(ОТРЫВОК ТЕКСТА)
Автор книги обращает внимание на не совсем проясненную в филологии и культуре, в том числе и для массового читателя, проблему народного героя Шукшина. Скрытая, недоверчивая природа шукшинских чудиков вносит любопытные нюансы в понимание русского народа советского времени. Автор предлагает взглянуть на существо мира и эстетики Шукшина, на его персонажей. А если к пониманию проблемы, как у Глушакова, подверстываются Гоголь с Блоком, картина становится вдвойне интереснее.
Отношение к Шукшину во многом формировалось под воздействием несколько отложенного вхождения автора из народа в русский литературный процесс ХХ века. Ведь основной массив литературы, составивший славу словесности советского периода, связан с совсем иной, по сравнению с «золотым веком» русской литературы, культурной прослойкой общества. Шукшин в каком-то смысле — начавший создавать письменные тексты герой народных рассказов Толстого, перевоплощенный Алеша Горшок. С культурой он обращается настороженно: для него это во многом внешняя среда, осваивать ее он начинает потихоньку, и, как ни странно ему самому, с большими творческими победами. Он не доверяет культуре до конца, как не доверяет ей в принципе основной массив его героев — чудиков, «своеобразных» людей. Прямое выражение этой темы можно разглядеть в рассказе «Срезал», да практически во всех основных текстах писателя.
Вся деревенская проза, к которой можно с оговорками отнести творчество Шукшина, — это наконец-то случившийся рассказ о жизни от лица самого низового народа. В субъекты повествования он окончательно вырывается у Белова, Носова, Можаева, Распутина, Астафьева. И у Шукшина.

(ЗАДАНИЯ)
1. В каком рассказе, согласно тексту о Шукшине, можно разглядеть прямое выражение темы недоверия к культуре?
2. Напишите продолжение текста о Шукшине, начиная после его последнего предложения.

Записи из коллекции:

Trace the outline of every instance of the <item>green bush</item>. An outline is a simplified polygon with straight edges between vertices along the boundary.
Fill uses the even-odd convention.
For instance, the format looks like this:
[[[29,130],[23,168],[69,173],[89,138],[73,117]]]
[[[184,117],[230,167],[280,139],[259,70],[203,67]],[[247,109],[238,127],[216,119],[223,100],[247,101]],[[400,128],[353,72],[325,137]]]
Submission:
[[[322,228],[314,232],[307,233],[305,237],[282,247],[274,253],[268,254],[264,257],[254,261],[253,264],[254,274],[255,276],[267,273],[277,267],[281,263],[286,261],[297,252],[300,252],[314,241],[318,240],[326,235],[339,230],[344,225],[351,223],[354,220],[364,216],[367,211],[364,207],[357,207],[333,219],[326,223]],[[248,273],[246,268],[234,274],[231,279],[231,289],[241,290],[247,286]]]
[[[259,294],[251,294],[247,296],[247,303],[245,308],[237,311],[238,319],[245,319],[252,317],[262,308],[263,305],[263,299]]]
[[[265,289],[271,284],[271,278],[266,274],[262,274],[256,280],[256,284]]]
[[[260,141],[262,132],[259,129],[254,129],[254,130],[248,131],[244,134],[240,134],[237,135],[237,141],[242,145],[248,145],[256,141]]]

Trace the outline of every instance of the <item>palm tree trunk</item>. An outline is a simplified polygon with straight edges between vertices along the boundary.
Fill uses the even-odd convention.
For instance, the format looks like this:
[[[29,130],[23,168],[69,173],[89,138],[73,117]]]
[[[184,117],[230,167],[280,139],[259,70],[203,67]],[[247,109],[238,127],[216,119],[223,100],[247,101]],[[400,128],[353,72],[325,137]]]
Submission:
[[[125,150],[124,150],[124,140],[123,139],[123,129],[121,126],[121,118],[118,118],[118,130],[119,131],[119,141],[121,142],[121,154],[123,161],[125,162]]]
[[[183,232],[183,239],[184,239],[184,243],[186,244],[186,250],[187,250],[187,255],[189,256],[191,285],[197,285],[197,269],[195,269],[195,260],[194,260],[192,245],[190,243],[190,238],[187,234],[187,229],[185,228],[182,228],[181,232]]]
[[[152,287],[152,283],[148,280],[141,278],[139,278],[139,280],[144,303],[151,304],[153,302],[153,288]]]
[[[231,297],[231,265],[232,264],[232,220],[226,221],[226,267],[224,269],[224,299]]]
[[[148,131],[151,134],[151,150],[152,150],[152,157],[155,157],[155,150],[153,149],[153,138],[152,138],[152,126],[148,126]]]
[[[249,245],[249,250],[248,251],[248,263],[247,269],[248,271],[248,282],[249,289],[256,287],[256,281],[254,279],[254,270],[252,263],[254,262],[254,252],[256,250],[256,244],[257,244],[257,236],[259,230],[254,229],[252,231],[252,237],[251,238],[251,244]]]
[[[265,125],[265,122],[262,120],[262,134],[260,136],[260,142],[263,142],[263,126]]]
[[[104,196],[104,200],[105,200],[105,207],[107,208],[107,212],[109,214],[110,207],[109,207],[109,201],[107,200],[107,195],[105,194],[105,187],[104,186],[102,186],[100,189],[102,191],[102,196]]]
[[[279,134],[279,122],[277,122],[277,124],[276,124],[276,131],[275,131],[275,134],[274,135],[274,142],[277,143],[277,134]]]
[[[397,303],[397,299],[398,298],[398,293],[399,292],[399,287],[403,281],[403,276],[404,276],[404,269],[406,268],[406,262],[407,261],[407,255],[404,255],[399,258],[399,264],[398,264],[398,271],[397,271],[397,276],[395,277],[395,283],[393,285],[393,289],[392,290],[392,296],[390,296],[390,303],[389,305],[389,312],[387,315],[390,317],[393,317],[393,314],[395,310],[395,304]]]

(ОТВЕТЫ)
1. В рассказе «Срезал».

2.
Ввязывается Глушаков и в совсем диковинные сюжеты. Вот — разговор о «Лолите» Набокова, в которой для автора, без сомнения, угадывается строго смотрящий на нас Федор Михайлович, уже разделивший всех нас в культуре по правую и левую руку от себя, по крайней мере, в аспекте показа последствий «переступания» норм и правил морали. Это выглядит тем более убедительным (особенно описание «мерцания», по выражению Глушакова, Ставрогина в образе Гумберта), что сам Набоков на дух не переносил Достоевского и написал о нем немало язвительного.
Но, думая о Набокове и «Лолите», справедливо находя рассыпанные то тут, то там мотивы «лолитовской» темы у других русских авторов, вплоть до босоногой двенадцатилетней девчонки у Гоголя, определенной Коробочкой в помощь Чичикову, дабы тот не заблудился на перепутанных русских дорогах, не стоит забывать, что у набоковского сюжета были и другие источники.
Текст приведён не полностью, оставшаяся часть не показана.